▶ EXERCISE TASKS:
1/ Please transcribe the gold watch appraisal from "Fair Market Value" to "for you today.".
2/ Summarize the gold watch appraisal in two sentences.

▶ PASSAGE SHOWN:

▼▼▼

Gold watch

Aug 03, 2021. 04:10 UTC
Gold watch
United States of America

wrist watch

Acquired from

For sale

Lucien Picccard watch 14k


Mother’s watch

Answered within about 8 hours
Aug 03, 11:58 UTC
By David

Fair Market Value

$800 - $1,000 USD

Suggested Asking Price

$750 USD
What does this mean?

Hello Ted,
Thank you for sending in this lady’s gold wristwatch to for an appraisal. I will do that for you today.
Ladies 14k gold, manually wound and set, mechanical, ‘gold nugget’ dressy cocktail wristwatch with 14k gold nugget link bracelet, made and sold by Lucien Picard Switzerland and New York City, circa 1960s.
‘Mother’s watch’
Case: Size not provided but the case diameter is approximated to be 14-19mm in diameter,+/-. The watch case is round with a broad 14k gold textured bezel and the central bezel glass overlying the dial has about half the diameter of the bezel. The texturing of the case was called gold nugget styling at the time. The fluted gold winding crown is hidden by the width of the bezel and the round back cover holding the movement again is about half the width of the front of the case and is marked Lucien Piccard, 14k, case number C6658. There are hidden straight lugs which have been attached directly to the case back cover and attached to the gold nugget link bracelet, also marked 14k in the fold over, ladder type clasp. The bracelet is three links wide, textured on the three links across the front and only on the middle link across the back where the outer links are solid and smooth yellow gold.

▲▲▲

▶ MATERIAL:
▼▼▼

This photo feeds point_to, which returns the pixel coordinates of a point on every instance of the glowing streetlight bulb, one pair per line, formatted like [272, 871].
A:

▲▲▲

▶ THE ANSWERS:
1/
Fair Market Value

$800 - $1,000 USD

Suggested Asking Price

$750 USD
What does this mean?

Hello Ted,
Thank you for sending in this lady’s gold wristwatch to for an appraisal. I will do that for you today.

2/ The appraisal describes a ladies' 14k gold, manually wound mechanical cocktail wristwatch made and sold by Lucien Picard around the 1960s, with a fair market value of $800 to $1,000 and a suggested asking price of $750. Its round case has a broad textured "gold nugget" bezel and attaches to a three-link 14k gold nugget bracelet with a fold-over ladder clasp.